■ DESCRIPTION OF THE TASK
Transcribe the material below verbatim, line for line, and omit any images from your transcription.

■ WORKING DATA

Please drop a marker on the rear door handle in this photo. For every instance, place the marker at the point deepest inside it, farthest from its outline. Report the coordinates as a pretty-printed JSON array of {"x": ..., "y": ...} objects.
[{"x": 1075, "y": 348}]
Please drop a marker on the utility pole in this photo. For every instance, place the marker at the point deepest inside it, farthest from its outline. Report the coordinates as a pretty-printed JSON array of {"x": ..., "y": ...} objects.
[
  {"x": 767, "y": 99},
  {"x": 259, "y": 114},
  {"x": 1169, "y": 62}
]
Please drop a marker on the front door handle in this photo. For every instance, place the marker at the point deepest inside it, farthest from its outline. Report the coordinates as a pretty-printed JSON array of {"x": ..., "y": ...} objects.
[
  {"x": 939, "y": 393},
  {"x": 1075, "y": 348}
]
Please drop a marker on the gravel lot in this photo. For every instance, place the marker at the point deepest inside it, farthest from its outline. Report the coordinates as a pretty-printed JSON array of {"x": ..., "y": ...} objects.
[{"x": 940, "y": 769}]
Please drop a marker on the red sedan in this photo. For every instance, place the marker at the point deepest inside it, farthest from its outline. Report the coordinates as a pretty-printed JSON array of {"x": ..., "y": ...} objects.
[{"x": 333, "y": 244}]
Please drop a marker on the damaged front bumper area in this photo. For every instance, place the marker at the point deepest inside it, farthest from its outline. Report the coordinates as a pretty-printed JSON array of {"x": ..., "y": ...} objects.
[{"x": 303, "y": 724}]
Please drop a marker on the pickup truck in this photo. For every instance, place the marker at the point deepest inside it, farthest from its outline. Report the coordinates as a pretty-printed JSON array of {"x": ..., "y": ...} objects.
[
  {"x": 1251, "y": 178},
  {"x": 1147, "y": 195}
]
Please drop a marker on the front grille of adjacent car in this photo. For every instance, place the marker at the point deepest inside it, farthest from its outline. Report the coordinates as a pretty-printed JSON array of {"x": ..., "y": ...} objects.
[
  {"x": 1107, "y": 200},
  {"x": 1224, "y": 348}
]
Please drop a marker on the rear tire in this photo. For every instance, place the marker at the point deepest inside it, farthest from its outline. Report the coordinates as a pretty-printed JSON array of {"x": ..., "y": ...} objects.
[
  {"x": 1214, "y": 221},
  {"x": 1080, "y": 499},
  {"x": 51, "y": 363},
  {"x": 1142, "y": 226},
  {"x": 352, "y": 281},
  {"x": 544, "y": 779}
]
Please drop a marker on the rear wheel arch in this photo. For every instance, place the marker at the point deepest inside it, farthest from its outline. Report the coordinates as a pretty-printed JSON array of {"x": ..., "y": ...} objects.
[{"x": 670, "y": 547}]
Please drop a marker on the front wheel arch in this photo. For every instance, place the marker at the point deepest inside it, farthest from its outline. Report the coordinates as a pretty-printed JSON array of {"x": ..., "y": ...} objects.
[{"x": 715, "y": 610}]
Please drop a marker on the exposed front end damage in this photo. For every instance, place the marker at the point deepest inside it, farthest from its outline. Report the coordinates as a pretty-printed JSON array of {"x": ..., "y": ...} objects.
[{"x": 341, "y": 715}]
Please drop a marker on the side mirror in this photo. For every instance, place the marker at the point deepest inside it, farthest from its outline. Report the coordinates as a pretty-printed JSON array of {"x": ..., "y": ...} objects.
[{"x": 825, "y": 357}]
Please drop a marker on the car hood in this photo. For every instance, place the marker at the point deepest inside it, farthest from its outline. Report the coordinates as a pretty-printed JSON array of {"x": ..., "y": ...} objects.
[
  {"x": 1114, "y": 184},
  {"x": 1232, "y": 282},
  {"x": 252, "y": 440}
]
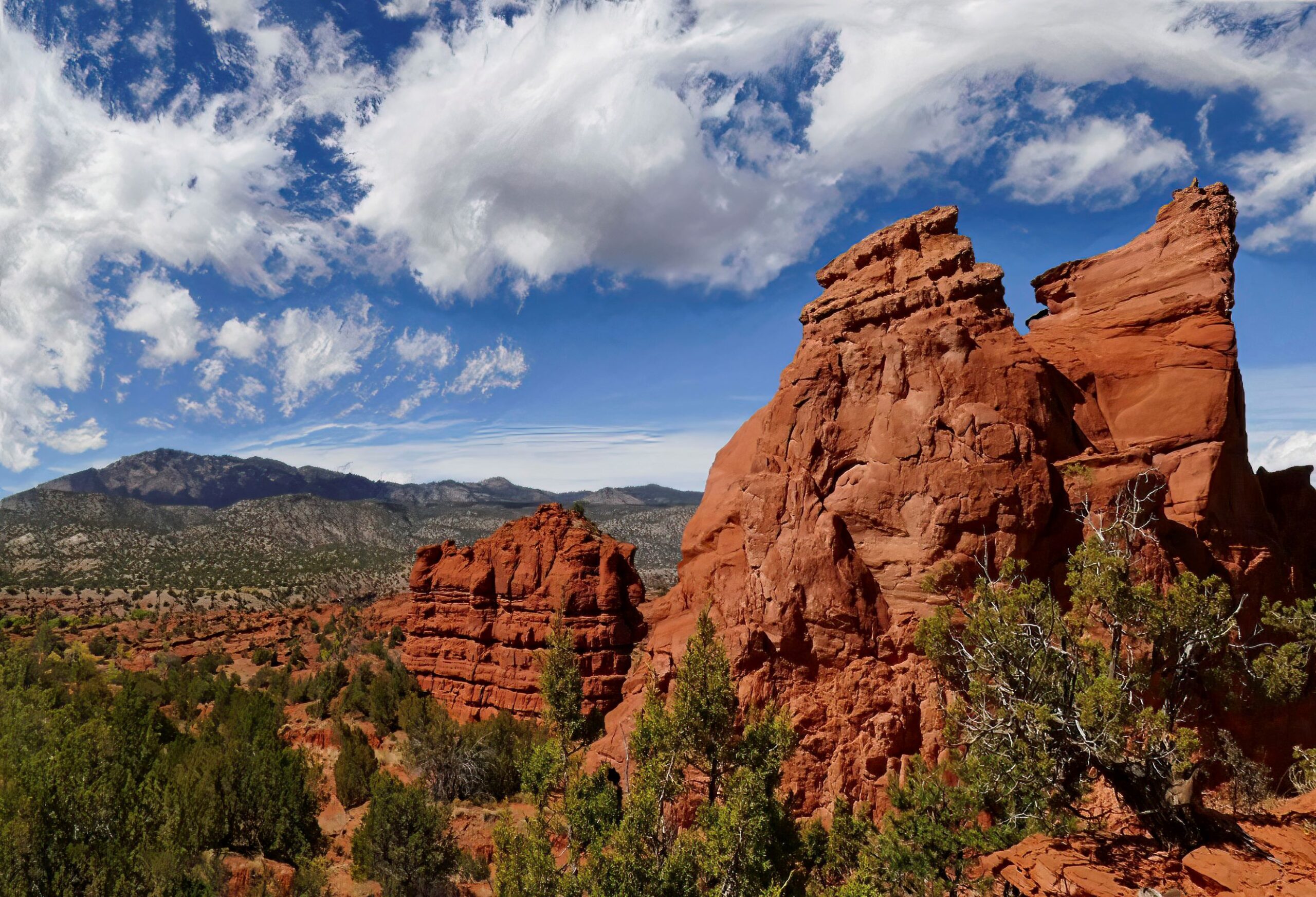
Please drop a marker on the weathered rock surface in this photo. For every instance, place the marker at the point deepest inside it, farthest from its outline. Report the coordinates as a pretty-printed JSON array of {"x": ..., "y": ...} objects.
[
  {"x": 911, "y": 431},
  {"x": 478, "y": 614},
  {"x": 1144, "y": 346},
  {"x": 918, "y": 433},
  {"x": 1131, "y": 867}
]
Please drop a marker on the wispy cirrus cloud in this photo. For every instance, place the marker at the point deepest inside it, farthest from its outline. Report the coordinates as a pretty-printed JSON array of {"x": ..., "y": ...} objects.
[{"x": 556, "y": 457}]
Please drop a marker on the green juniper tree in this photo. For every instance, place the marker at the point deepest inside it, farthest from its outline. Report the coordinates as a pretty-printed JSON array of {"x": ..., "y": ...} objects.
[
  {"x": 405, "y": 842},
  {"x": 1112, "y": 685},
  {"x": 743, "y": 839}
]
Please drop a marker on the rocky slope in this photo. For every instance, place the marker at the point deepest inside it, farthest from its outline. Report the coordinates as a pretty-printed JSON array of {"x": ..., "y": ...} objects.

■ RESULT OF THE EXERCISE
Please drop a marker on the rear door handle in this photo. For every instance, place the marker at the point deepest inside it, farthest from its outline. Report the coordinates as a pretty-printed JSON array of {"x": ..., "y": ...} objects.
[{"x": 1075, "y": 348}]
Please drop a marker on the utility pole in this photo. For every instance, place the marker at the point deepest inside it, farthest from its outline. Report the coordinates as a pretty-printed JSON array of {"x": ..., "y": ...} objects.
[
  {"x": 767, "y": 99},
  {"x": 259, "y": 114},
  {"x": 1169, "y": 62}
]
Please drop a marker on the front door handle in this photo. For every instance, place the marker at the point deepest inside it, farthest from its outline. Report the coordinates as a pretty-printed JSON array of {"x": ..., "y": ...} objects.
[
  {"x": 939, "y": 393},
  {"x": 1075, "y": 348}
]
Please drop a marker on the gravel lot in this photo. For every instance, place the marker at the point deepest inside it, farthest from its outline. Report the coordinates as a pretty-printed JSON array of {"x": ..., "y": ...} objects.
[{"x": 940, "y": 769}]
Please drop a marker on the red sedan in this photo. For every instance, place the marker at the point deepest inside it, farthest from its outline. Report the coordinates as a pretty-printed JSON array of {"x": ..., "y": ...} objects.
[{"x": 333, "y": 244}]
Please drop a marker on the damaged front bumper area in this photo. For every instance, place the marker at the point deepest inside it, farthest from its outline. Report the coordinates as a pretty-printed JSON array of {"x": ..., "y": ...} objects.
[{"x": 303, "y": 724}]
Please drop a marker on the pickup truck in this photo. For every instance, place the marker at the point deepest inside it, farthest from its outline. Report the coordinates as a pretty-printed JSON array of {"x": ..., "y": ...} objects.
[
  {"x": 1251, "y": 178},
  {"x": 1147, "y": 195}
]
Please drop a marker on the front grille of adjacent car in this photo. For every instance, place the marker at the point deepest inside it, farthest from its outline. Report the coordinates as a pretty-printed JSON array of {"x": ..., "y": ...} objects.
[
  {"x": 1107, "y": 200},
  {"x": 1224, "y": 348}
]
Please drop a marker on the rear tire in this photo. For every instance, place the marker at the point deepest inside it, farthest from its outline. Report the coordinates as a pretty-printed JSON array of {"x": ..., "y": ...} objects.
[
  {"x": 1214, "y": 221},
  {"x": 1080, "y": 499},
  {"x": 51, "y": 363},
  {"x": 1142, "y": 226},
  {"x": 352, "y": 281},
  {"x": 544, "y": 779}
]
Please drop a marker on the rear wheel arch in this photo. For every instance, place the marker at the point deepest inside it, farthest from its outline. Report the coordinates as a pretty-printed JSON array of {"x": ..., "y": ...} objects.
[{"x": 670, "y": 547}]
Please drop a marker on the front wheel arch in this photo. For every instance, place the marker at the point deepest inside it, farthest from its outline. Report the coordinates as a pretty-printed JSON array of {"x": ..., "y": ...} objects.
[{"x": 715, "y": 610}]
Please drop a marker on the exposed front end damage in this photo. For every instance, place the marker at the point deepest inside it, farthest from its outline. Report the coordinates as a pretty-printed JSON array of {"x": ..., "y": ...} objects.
[{"x": 341, "y": 715}]
Please drop a marker on the side mirror in this photo. For every instance, place the marker at the point deepest inside it, farthest from its outline. Report the coordinates as a pretty-printed JSON array of {"x": ..., "y": ...} objects.
[{"x": 825, "y": 357}]
Please drop a marker on the car hood in this photo. For every instance, place the marker at the point deepest inside it, farthest from its outline. Report the coordinates as a pretty-printed JSON array of {"x": ..., "y": ...} objects.
[
  {"x": 1114, "y": 184},
  {"x": 1232, "y": 282},
  {"x": 252, "y": 440}
]
Please drop a marker on the weathered rock surface in this photo. For every instance, place the marker at the point deepest inside it, farthest from its outline. Report the coordinates as a pretty-printed JSON array of {"x": ..., "y": ...} objects.
[
  {"x": 911, "y": 431},
  {"x": 478, "y": 614},
  {"x": 1144, "y": 346},
  {"x": 918, "y": 433},
  {"x": 1131, "y": 867}
]
Please drop a marker on the wispy cirrus cloud in this photo. For every instance, place the marker at the point deepest inside it, farthest from its outline. Report the coordinates as a pretty-printed JSON array of {"x": ..., "y": ...} objects.
[{"x": 556, "y": 457}]
Please drop a marker on the green juniper tree in this photo. For every instance, place the marker at the point deepest inside it, farthest from its outline. Report the coordinates as a pretty-printed JSON array of {"x": ..., "y": ...} objects.
[
  {"x": 405, "y": 842},
  {"x": 1112, "y": 685},
  {"x": 743, "y": 839}
]
Please drop a marker on the rocky slope in this photo. For every instance, place the marker at the point deepest inside it, farthest from its outline. Report the coordinates as a pretty-printed JSON array of {"x": ..., "y": ...} objects.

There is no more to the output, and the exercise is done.